◆ Text segment
If we've ever stopped to wonder (and the familiarity of the story may mean we never have), there are some obvious answers. Gold is a gift fit for a king: 'Gold I bring to crown him again', as the carol puts it. Gold reflects the paying of a tribute, or tax, to the Emperor - although in this case, it's voluntary, not forced. It speaks of the giving of worth and of value.
But this offering of gold holds particular meaning in our own age. It announces that gold is less important than the Christ child. Gold is something which should come under his authority, not the other way around. They operate in the same sphere of life and cannot be compartmentalised; spirituality is deeply this-worldly because it's about the choices we make with the life, opportunities and wealth we have. Money is deeply spiritual because it's a means by which we express our priorities and make real our faith. As Jesus said in his adult life, 'You cannot serve God and money.' There's a choice to be made, priorities to be established, and the Magi have discovered the truth.

◆ Dataset records
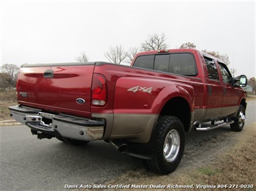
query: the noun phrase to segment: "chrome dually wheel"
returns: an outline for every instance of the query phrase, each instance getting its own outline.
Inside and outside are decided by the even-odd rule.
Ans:
[[[176,129],[171,130],[165,138],[164,156],[167,162],[172,162],[179,153],[180,138]]]
[[[185,148],[185,129],[180,119],[164,116],[158,119],[154,157],[147,165],[154,172],[167,174],[179,166]]]
[[[237,115],[234,118],[231,118],[234,121],[234,124],[230,124],[230,128],[234,131],[241,131],[245,124],[245,108],[244,106],[240,105]]]

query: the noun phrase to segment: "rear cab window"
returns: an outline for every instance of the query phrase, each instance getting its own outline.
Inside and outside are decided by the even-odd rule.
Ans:
[[[206,56],[204,56],[203,58],[206,64],[209,79],[213,80],[219,80],[218,69],[214,60]]]
[[[133,67],[182,75],[194,76],[198,70],[191,53],[169,53],[138,56]]]

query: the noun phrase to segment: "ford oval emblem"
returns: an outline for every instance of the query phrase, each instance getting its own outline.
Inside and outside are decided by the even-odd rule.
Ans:
[[[85,100],[83,98],[77,98],[76,101],[78,104],[84,104],[85,103]]]

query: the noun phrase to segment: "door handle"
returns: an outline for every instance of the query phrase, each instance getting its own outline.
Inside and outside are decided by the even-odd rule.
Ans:
[[[46,70],[43,73],[44,78],[53,78],[53,70],[52,69]]]

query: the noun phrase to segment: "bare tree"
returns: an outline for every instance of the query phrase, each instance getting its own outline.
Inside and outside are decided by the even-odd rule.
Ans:
[[[80,62],[86,62],[89,61],[89,57],[85,54],[85,52],[81,52],[80,55],[76,58],[76,60]]]
[[[168,47],[165,42],[167,39],[164,33],[160,35],[154,34],[153,35],[149,36],[149,39],[141,43],[141,50],[143,51],[165,50]]]
[[[183,43],[182,45],[180,45],[180,48],[184,48],[184,49],[195,49],[196,45],[194,43],[191,43],[190,42]]]
[[[135,55],[138,52],[138,47],[131,47],[127,52],[127,62],[131,62],[135,57]]]
[[[110,47],[110,51],[104,54],[105,57],[112,63],[120,64],[127,57],[125,52],[122,45]]]
[[[16,86],[17,76],[18,75],[19,67],[16,65],[5,64],[1,67],[0,84],[2,88],[11,88]]]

◆ Required work
**a.** List everything the reflection on the gift of gold names as what we have and make choices with.
**b.** Extract every line of the records that contains the string "noun", matching case exactly.
The reflection on the gift of gold and the records have no connection to each other.

◆ Solutions in order
**a.**
- life
- opportunities
- wealth

**b.**
query: the noun phrase to segment: "chrome dually wheel"
query: the noun phrase to segment: "rear cab window"
query: the noun phrase to segment: "ford oval emblem"
query: the noun phrase to segment: "door handle"
query: the noun phrase to segment: "bare tree"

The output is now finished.